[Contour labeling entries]
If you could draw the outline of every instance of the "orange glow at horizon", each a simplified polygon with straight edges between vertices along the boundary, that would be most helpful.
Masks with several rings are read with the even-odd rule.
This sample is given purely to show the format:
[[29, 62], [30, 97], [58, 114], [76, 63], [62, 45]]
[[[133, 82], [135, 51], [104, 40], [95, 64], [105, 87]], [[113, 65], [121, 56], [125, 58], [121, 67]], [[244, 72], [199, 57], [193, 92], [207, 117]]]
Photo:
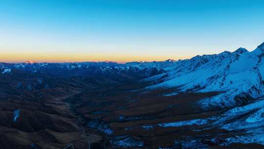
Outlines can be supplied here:
[[188, 58], [189, 56], [177, 57], [168, 55], [133, 55], [118, 54], [95, 54], [89, 53], [62, 53], [58, 52], [47, 53], [25, 53], [0, 52], [0, 62], [21, 63], [28, 60], [36, 62], [60, 63], [79, 62], [87, 61], [111, 61], [119, 63], [132, 61], [164, 61], [168, 59], [178, 60]]

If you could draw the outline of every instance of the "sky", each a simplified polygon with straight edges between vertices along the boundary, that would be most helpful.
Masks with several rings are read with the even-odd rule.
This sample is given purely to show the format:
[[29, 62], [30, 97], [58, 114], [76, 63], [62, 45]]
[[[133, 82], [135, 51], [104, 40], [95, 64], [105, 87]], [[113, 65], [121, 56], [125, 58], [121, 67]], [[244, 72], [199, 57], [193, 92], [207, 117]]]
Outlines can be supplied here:
[[0, 0], [0, 62], [161, 61], [251, 51], [264, 0]]

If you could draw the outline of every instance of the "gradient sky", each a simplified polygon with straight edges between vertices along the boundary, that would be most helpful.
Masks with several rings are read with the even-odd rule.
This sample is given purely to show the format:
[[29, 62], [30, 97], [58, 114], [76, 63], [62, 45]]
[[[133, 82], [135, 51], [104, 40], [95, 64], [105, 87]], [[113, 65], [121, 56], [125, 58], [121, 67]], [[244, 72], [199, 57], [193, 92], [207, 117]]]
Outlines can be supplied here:
[[1, 0], [0, 61], [176, 60], [252, 50], [264, 0]]

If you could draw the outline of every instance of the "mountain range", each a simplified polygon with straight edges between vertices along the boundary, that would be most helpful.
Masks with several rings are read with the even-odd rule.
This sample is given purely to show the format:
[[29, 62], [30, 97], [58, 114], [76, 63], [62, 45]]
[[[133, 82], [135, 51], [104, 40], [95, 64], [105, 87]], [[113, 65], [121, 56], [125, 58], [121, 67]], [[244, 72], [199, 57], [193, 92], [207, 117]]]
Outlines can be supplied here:
[[0, 149], [263, 148], [264, 56], [1, 63]]

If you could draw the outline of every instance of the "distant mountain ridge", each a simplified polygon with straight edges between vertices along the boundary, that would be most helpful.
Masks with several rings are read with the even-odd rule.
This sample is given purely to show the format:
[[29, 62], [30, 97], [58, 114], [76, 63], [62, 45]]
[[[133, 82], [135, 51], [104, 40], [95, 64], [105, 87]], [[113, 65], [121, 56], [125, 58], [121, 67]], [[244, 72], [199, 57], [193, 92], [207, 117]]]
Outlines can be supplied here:
[[150, 89], [178, 87], [180, 92], [223, 93], [198, 103], [204, 108], [233, 106], [245, 99], [264, 95], [264, 43], [249, 52], [240, 48], [233, 52], [198, 55], [178, 61], [167, 72], [146, 81], [159, 79]]

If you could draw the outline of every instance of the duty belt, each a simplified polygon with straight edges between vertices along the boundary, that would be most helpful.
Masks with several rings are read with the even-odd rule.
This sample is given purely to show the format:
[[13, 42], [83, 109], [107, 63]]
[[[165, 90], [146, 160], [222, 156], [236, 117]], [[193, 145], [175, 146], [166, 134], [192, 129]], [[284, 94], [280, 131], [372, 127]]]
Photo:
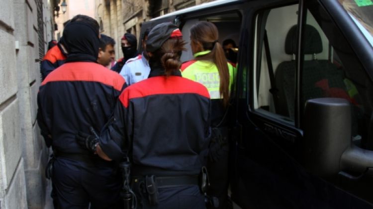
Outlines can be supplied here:
[[[145, 180], [146, 177], [134, 177], [132, 182], [138, 183]], [[195, 176], [181, 176], [154, 177], [154, 180], [158, 188], [177, 187], [183, 185], [198, 185], [198, 177]]]

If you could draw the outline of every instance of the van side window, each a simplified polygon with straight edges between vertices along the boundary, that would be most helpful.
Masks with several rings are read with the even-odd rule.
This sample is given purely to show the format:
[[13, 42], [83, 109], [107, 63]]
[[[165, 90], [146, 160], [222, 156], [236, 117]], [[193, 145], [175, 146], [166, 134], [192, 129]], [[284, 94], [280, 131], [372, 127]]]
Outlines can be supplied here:
[[288, 39], [297, 23], [297, 10], [298, 4], [294, 4], [260, 13], [254, 53], [255, 109], [290, 124], [294, 121], [296, 62]]
[[367, 93], [372, 91], [372, 83], [343, 34], [317, 5], [307, 10], [302, 35], [300, 112], [310, 99], [347, 100], [352, 107], [353, 141], [372, 149], [372, 96]]

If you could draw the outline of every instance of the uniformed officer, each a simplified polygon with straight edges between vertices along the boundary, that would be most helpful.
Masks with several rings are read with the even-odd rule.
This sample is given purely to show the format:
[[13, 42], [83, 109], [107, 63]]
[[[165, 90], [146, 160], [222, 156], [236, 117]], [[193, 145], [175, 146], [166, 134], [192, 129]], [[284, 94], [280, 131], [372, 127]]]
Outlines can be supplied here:
[[182, 65], [184, 77], [205, 85], [211, 99], [211, 143], [207, 170], [210, 180], [209, 195], [219, 199], [219, 208], [227, 207], [229, 181], [229, 144], [226, 127], [229, 91], [234, 70], [227, 63], [224, 51], [218, 42], [214, 24], [200, 21], [190, 28], [190, 45], [195, 59]]
[[63, 36], [56, 45], [48, 50], [40, 64], [40, 73], [43, 80], [51, 71], [65, 63], [67, 52], [65, 48]]
[[147, 78], [150, 72], [150, 67], [148, 61], [149, 55], [146, 51], [146, 41], [150, 31], [150, 28], [148, 28], [143, 35], [141, 44], [144, 51], [142, 53], [127, 61], [119, 73], [126, 80], [128, 85]]
[[111, 70], [118, 73], [127, 61], [138, 55], [137, 52], [137, 39], [135, 35], [126, 33], [123, 36], [120, 42], [123, 57], [119, 59]]
[[[129, 157], [140, 208], [205, 208], [197, 176], [209, 142], [210, 100], [206, 87], [181, 76], [185, 44], [176, 25], [154, 27], [146, 46], [149, 77], [121, 94], [115, 119], [98, 139], [103, 158]], [[83, 133], [77, 139], [97, 140]]]
[[[75, 136], [90, 126], [102, 128], [125, 82], [96, 63], [98, 24], [88, 16], [80, 19], [64, 30], [66, 63], [40, 87], [38, 124], [56, 156], [52, 179], [59, 208], [87, 209], [90, 204], [92, 209], [115, 208], [122, 183], [116, 165], [82, 148]], [[94, 143], [89, 145], [95, 149]]]

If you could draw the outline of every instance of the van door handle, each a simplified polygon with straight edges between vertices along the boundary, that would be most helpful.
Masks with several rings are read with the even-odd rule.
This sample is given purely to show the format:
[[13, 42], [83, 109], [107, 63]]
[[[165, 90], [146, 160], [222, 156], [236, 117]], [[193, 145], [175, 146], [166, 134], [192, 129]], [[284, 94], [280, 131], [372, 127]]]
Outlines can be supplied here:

- **TASK BRIEF**:
Rewrite the entries above as a numbered list with one line per item, dropping any blank lines and omitting the pictures.

- **REPLY TO THE TASK**:
1. If you could draw the outline of every instance of the "orange glow at horizon", each a simplified polygon with straight edges between vertices along the boundary, that would be most helpful.
2. Masks with several rings are read with the even-odd rule.
3. This sample is given purely to show the format:
4. [[29, 62], [30, 97], [58, 114], [76, 63], [62, 45]]
5. [[[133, 82], [135, 51], [104, 40], [95, 64], [105, 87]], [[113, 65], [121, 56], [125, 58], [121, 67]], [[244, 72], [199, 57], [193, 92], [207, 117]]]
6. Photo:
7. Outlines can be supplied here:
8. [[188, 58], [189, 56], [177, 57], [168, 55], [133, 55], [118, 54], [95, 54], [89, 53], [62, 53], [58, 52], [47, 53], [25, 53], [0, 52], [0, 62], [21, 63], [28, 60], [36, 62], [60, 63], [79, 62], [87, 61], [111, 61], [119, 63], [132, 61], [164, 61], [168, 59], [178, 60]]
9. If you could draw the outline of every instance of the "sky", each a simplified polygon with straight edges between vertices along the boundary, that would be most helpful.
10. Masks with several rings are read with the even-odd rule.
11. This sample is given purely to show the format:
12. [[29, 62], [30, 97], [58, 114], [76, 63], [62, 45]]
13. [[[133, 82], [135, 51], [104, 40], [95, 64], [105, 87]], [[113, 65], [121, 56], [125, 58], [121, 67]], [[244, 72], [199, 57], [193, 92], [207, 117]]]
14. Outlines can be supplied here:
15. [[0, 0], [0, 62], [161, 61], [251, 51], [264, 0]]
16. If you could draw the outline of every instance of the "gradient sky", each a simplified polygon with straight edges between vertices along the boundary, that would be most helpful.
17. Masks with several rings are read with the even-odd rule.
18. This sample is given purely to show the format:
19. [[29, 62], [30, 97], [58, 114], [76, 63], [62, 45]]
20. [[[133, 82], [135, 51], [104, 40], [95, 64], [105, 87]], [[113, 65], [121, 56], [125, 58], [121, 67]], [[244, 72], [199, 57], [193, 92], [207, 117]]]
21. Outlines can be supplied here:
22. [[1, 0], [0, 61], [176, 60], [252, 50], [264, 0]]
23. If you could draw the outline of every instance of the "mountain range", each a simplified polygon with straight edges between vertices along the boundary, that would be most helpful.
24. Masks with several rings are read with the even-odd rule.
25. This sample is given purely to show the format:
26. [[29, 62], [30, 97], [58, 114], [76, 63], [62, 45]]
27. [[[133, 82], [135, 51], [104, 40], [95, 64], [105, 87]], [[113, 65], [121, 56], [125, 58], [121, 67]], [[244, 72], [199, 57], [193, 92], [207, 117]]]
28. Outlines can be supplied here:
29. [[0, 149], [263, 148], [264, 56], [1, 63]]
30. If you could draw the outline of every instance of the "distant mountain ridge", each a simplified polygon with straight edges between vertices along the boundary, that would be most helpful.
31. Masks with several rings are read with the even-odd rule.
32. This sample is given purely to show the format:
33. [[29, 62], [30, 97], [58, 114], [76, 63], [62, 45]]
34. [[[133, 82], [135, 51], [104, 40], [95, 64], [105, 87]], [[113, 65], [121, 56], [125, 58], [121, 67]], [[244, 72], [199, 57], [193, 92], [207, 117]]]
35. Outlines can be supplied here:
36. [[150, 89], [178, 87], [180, 92], [223, 93], [198, 103], [204, 108], [233, 106], [245, 99], [264, 95], [264, 43], [249, 52], [240, 48], [233, 52], [198, 55], [178, 61], [167, 72], [146, 81], [159, 79]]
37. If you could draw the outline of every instance of the duty belt, each a simplified polygon with straight edges between vertices along the boundary, that would be most helpful.
38. Masks with several rings are read with the even-odd rule.
39. This sample is given purely to show the format:
40. [[13, 42], [83, 109], [107, 63]]
41. [[[165, 90], [146, 160], [222, 156], [236, 117]], [[193, 145], [175, 146], [166, 134], [192, 129]], [[284, 94], [280, 131], [372, 127]]]
42. Photo:
43. Outlines can be supplied here:
44. [[[145, 180], [146, 177], [134, 177], [132, 182], [138, 183]], [[195, 176], [181, 176], [154, 177], [154, 180], [158, 188], [177, 187], [183, 185], [198, 185], [198, 177]]]
45. If you could draw the outline of every instance of the van side window, each a simplified polygon with straight edges between vertices along the boundary, that would be most helpful.
46. Masks with several rings are read with the even-odd rule.
47. This sample is given purely to show the format:
48. [[13, 42], [83, 109], [107, 63]]
49. [[[165, 90], [146, 160], [222, 156], [236, 117]], [[193, 145], [175, 146], [166, 134], [192, 129]], [[284, 94], [280, 131], [372, 127]]]
50. Outlines can be supplied here:
51. [[288, 39], [297, 23], [297, 10], [298, 4], [294, 4], [260, 13], [254, 53], [255, 109], [290, 124], [294, 121], [296, 62]]
52. [[367, 93], [372, 91], [372, 83], [343, 34], [317, 5], [307, 10], [302, 35], [300, 112], [310, 99], [347, 100], [352, 107], [353, 141], [372, 149], [372, 96]]
53. If you could draw the outline of every instance of the uniformed officer, each a simplified polygon with straight edges between vertices along the boundary, that would be most helpful.
54. Masks with several rings are read with the even-odd rule.
55. This sample is given purely to show the format:
56. [[13, 42], [83, 109], [107, 63]]
57. [[[165, 90], [146, 160], [222, 156], [236, 117]], [[193, 145], [175, 146], [166, 134], [192, 129]], [[284, 94], [280, 131], [372, 127]]]
58. Outlines can be supplied here:
59. [[182, 65], [184, 77], [205, 85], [211, 99], [211, 143], [207, 170], [210, 180], [209, 195], [219, 199], [219, 208], [227, 207], [229, 181], [229, 144], [226, 127], [229, 91], [234, 70], [227, 63], [224, 51], [218, 42], [214, 24], [200, 21], [190, 28], [190, 45], [195, 59]]
60. [[63, 36], [56, 45], [48, 50], [40, 64], [40, 73], [43, 80], [51, 71], [65, 63], [67, 52], [65, 48]]
61. [[147, 78], [150, 72], [150, 67], [148, 61], [149, 55], [146, 51], [146, 41], [150, 31], [150, 28], [148, 28], [143, 35], [141, 44], [144, 51], [142, 53], [127, 61], [119, 73], [126, 80], [128, 85]]
62. [[111, 70], [118, 73], [127, 61], [138, 55], [137, 52], [137, 39], [135, 35], [126, 33], [123, 36], [120, 42], [123, 57], [119, 59]]
63. [[[129, 157], [140, 208], [205, 208], [197, 176], [209, 142], [210, 100], [206, 87], [181, 76], [185, 44], [176, 25], [154, 27], [146, 46], [149, 77], [121, 94], [115, 119], [98, 139], [103, 158]], [[83, 133], [77, 139], [97, 140]]]
64. [[[75, 136], [90, 126], [102, 128], [125, 82], [96, 63], [98, 24], [88, 16], [80, 19], [64, 30], [66, 63], [40, 87], [38, 124], [56, 156], [52, 179], [59, 208], [87, 209], [90, 204], [92, 209], [115, 208], [122, 183], [116, 165], [82, 148]], [[94, 143], [89, 145], [95, 149]]]
65. If you could draw the outline of every instance of the van door handle, each a simplified polygon with straight edges between vertices along the boundary, that would be most helpful.
66. Masks with several rings are read with the even-odd rule.
67. This sample is given purely to show the format:
68. [[13, 42], [83, 109], [107, 63]]
69. [[[165, 90], [146, 160], [222, 156], [236, 117]], [[193, 145], [175, 146], [166, 134], [192, 129]], [[284, 94], [280, 131], [372, 127]]]
70. Outlines can be supplied here:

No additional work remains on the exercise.